Extracted text
====
Showing posts with label wondering. Show all posts
Showing posts with label wondering. Show all posts

Sunday, March 27, 2011

Je pense, donc je suis? Vraiment?

A while ago, I read a piece of a story (yeah, it was fan fiction and it has a lot of parts, but they feel too short to be called chapters) where a character, who has isolated herself because she's been teased a bullied for years, loses something that is important to her. After she spends the day searching for it, ditching all her classes, which makes her more depressed and anxious, she climbs several flights of stairs into a room where she knows she can be alone. She enters the room, walks over to a window, pushes the window open, steps up, and steps out. She falls, of course. She survives because she's the kind of character who isn't really allowed to accomplish what she sets out to do. (Also, she's not a main character. She's used to push the main character into a new situation and build that character more.)

That's where that part of the story ends. With her on the ground.

The story didn't bother me. In fact, I found it very honest. What bothered me was a lot of the discussion that came after it was posted.

The character was hated by nearly everyone who has been reading the story as it's been serialized. She was passive. She let things happen to her. She didn't take stands or push back. Her response was to run away and hide if she could. If she couldn't hide, she took what was thrown at her then moved on knowing it, or something similar, was going to happen to her again.

So, when she tried to kill herself, many of the people wrote comments saying good riddance. They didn't like her. They didn't want her around. They thought she took time away from the main characters.

One person tried to defend the character I've been writing about. This person wrote very passionately about people being bullied and how it destroys self-esteem and what it's like to live in constant fear.

Of course the defense was brushed aside. She would have been a better character if she'd stood up for herself. Bullies back off when confronted. She was a drag on the story. She didn't do anything to help the plot. And so on.

The defender continued to try to write about what led the character to step out the window. The defender wrote that this character just got tired of being noticed and wanted to end it and went the only way she could.

To that, one of the other people who hated the character wrote that if she hadn't wanted to be noticed that she wouldn't have tried to kill herself in such a spectacular and public way and that if she hadn't wanted to be noticed, she should have stood up for herself so she'd be left alone.
====
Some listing
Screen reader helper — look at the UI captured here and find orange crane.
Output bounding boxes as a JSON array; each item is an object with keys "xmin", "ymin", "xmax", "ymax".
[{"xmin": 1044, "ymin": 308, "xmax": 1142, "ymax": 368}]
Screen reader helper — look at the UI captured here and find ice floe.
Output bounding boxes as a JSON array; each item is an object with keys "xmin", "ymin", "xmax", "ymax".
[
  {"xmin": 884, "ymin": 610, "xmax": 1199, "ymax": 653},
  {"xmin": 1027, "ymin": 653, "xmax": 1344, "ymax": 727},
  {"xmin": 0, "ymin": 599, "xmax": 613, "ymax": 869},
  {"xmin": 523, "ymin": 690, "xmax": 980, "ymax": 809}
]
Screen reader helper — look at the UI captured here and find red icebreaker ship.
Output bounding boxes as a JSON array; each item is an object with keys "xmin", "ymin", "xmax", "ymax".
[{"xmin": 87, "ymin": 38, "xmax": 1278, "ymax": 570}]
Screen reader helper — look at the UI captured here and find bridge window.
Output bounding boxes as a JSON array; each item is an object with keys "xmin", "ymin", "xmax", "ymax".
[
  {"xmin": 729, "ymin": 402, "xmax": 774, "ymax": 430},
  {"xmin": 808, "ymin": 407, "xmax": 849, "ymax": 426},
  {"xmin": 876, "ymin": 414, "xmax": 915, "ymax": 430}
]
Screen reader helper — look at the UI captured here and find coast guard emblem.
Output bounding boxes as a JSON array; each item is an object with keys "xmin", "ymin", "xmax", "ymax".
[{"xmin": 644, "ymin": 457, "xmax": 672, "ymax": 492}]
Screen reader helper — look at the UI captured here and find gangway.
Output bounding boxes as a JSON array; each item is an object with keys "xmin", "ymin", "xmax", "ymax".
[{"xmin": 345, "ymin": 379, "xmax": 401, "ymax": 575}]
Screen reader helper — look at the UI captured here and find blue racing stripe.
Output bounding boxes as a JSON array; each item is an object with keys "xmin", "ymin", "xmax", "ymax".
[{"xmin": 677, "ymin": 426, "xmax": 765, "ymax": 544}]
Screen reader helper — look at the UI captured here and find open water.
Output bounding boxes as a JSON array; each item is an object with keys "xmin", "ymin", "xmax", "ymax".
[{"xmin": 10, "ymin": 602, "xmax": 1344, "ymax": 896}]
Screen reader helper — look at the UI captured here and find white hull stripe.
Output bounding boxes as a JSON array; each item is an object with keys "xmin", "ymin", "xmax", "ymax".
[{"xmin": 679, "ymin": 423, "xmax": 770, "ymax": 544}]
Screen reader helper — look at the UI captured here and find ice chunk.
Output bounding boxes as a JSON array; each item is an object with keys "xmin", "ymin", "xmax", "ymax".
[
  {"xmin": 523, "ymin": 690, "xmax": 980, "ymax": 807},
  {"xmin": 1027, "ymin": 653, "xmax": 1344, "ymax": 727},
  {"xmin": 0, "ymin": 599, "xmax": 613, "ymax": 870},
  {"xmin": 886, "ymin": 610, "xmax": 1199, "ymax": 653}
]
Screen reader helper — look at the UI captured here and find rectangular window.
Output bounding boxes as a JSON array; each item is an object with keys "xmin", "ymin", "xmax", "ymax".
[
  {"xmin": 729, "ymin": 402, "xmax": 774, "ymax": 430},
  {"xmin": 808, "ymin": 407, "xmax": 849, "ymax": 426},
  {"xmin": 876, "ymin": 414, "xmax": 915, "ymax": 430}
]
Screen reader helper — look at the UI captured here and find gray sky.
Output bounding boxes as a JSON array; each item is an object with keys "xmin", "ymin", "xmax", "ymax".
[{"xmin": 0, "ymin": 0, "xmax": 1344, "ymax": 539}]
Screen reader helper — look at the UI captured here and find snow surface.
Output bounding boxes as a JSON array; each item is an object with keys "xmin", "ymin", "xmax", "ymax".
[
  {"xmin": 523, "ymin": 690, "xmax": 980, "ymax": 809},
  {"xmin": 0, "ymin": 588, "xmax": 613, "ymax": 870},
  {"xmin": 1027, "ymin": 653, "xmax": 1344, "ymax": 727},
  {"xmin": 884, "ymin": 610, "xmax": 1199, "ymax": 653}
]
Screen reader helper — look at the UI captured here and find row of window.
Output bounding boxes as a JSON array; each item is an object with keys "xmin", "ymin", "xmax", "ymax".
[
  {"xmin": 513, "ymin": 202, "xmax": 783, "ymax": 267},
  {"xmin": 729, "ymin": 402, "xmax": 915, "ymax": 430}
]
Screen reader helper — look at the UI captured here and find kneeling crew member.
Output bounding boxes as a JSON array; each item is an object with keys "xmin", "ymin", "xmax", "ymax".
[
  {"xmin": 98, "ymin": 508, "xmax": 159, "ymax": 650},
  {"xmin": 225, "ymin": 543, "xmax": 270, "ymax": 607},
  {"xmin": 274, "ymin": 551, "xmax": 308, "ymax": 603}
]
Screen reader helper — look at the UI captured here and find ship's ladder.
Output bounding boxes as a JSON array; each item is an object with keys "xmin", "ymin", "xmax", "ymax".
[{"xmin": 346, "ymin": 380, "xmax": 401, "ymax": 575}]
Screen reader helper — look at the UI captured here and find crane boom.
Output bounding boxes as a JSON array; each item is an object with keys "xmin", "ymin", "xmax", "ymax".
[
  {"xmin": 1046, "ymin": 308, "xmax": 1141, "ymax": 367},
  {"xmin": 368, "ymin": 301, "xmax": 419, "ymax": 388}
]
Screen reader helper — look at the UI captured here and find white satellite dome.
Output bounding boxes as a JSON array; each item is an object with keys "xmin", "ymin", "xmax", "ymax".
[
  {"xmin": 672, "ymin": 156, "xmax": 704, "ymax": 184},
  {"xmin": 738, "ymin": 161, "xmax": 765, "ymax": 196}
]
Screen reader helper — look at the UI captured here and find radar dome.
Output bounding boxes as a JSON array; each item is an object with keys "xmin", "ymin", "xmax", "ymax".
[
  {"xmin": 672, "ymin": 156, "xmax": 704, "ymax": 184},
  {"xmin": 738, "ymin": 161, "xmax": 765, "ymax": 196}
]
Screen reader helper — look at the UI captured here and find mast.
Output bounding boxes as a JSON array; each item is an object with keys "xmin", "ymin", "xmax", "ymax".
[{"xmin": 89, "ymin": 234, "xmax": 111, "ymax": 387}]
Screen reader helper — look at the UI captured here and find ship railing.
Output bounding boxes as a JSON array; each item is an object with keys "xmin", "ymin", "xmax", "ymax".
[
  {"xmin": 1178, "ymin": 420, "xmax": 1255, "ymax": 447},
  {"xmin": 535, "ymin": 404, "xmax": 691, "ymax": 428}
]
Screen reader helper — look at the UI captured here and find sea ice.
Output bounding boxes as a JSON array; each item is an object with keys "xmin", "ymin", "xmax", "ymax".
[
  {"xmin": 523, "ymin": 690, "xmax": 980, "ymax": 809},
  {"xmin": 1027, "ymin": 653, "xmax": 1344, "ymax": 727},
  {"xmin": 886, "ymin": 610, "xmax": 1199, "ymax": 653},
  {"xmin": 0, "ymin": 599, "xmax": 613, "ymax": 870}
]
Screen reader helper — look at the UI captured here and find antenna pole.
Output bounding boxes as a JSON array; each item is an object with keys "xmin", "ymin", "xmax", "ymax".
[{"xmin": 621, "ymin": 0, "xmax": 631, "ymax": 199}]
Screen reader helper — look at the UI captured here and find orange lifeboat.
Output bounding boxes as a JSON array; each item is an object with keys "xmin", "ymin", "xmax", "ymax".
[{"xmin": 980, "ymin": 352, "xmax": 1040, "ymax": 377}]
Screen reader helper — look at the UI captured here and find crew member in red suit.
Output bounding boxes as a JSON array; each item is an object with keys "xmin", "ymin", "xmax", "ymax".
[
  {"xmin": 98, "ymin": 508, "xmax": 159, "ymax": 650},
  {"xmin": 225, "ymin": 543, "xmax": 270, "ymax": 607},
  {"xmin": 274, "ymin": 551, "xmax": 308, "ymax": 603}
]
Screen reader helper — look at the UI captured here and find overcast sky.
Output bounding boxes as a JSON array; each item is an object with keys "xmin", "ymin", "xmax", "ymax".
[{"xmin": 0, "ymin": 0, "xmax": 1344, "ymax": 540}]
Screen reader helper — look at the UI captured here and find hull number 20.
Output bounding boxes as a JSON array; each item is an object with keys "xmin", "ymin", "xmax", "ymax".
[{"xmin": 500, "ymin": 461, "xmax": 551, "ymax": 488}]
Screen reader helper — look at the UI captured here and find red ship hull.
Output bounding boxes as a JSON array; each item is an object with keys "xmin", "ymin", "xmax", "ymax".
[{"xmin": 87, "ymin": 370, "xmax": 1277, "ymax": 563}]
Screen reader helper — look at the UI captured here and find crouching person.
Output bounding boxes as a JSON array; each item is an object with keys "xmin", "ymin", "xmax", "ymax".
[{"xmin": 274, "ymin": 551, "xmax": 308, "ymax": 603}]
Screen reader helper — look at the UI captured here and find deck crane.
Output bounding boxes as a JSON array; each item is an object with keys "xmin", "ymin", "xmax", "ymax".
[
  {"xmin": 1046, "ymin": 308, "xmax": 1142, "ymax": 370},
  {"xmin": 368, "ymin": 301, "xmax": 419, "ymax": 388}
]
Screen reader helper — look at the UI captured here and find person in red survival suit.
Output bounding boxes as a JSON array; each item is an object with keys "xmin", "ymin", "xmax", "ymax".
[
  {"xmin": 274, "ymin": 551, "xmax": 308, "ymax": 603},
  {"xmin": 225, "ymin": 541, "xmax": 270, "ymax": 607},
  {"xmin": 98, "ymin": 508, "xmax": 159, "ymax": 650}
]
====
Goals
1. Summarize the blog post in two sentences.
2. Answer these questions from the blog post:
(a) What date appears on the blog post?
(b) What did the character skip while she searched for what she had lost?
(c) According to the defender, what had the character gotten tired of?
3. Copy out the part of the blog post that opens with the words containing "The character was" and closes with "in constant fear.".
The listing comes from a separate source.

Solutions by task
1. The post recalls a serialized fan fiction installment in which a long-bullied, isolated character loses something important, searches for it all day, then steps out of a window and survives the fall. The writer found the story itself honest but was bothered by the readers who hated the passive character and wrote "good riddance," and who brushed aside one reader's passionate defense about how bullying destroys self-esteem.

2.
(a) Sunday, March 27, 2011
(b) All her classes
(c) Being noticed

3.
The character was hated by nearly everyone who has been reading the story as it's been serialized. She was passive. She let things happen to her. She didn't take stands or push back. Her response was to run away and hide if she could. If she couldn't hide, she took what was thrown at her then moved on knowing it, or something similar, was going to happen to her again.

So, when she tried to kill herself, many of the people wrote comments saying good riddance. They didn't like her. They didn't want her around. They thought she took time away from the main characters.

One person tried to defend the character I've been writing about. This person wrote very passionately about people being bullied and how it destroys self-esteem and what it's like to live in constant fear.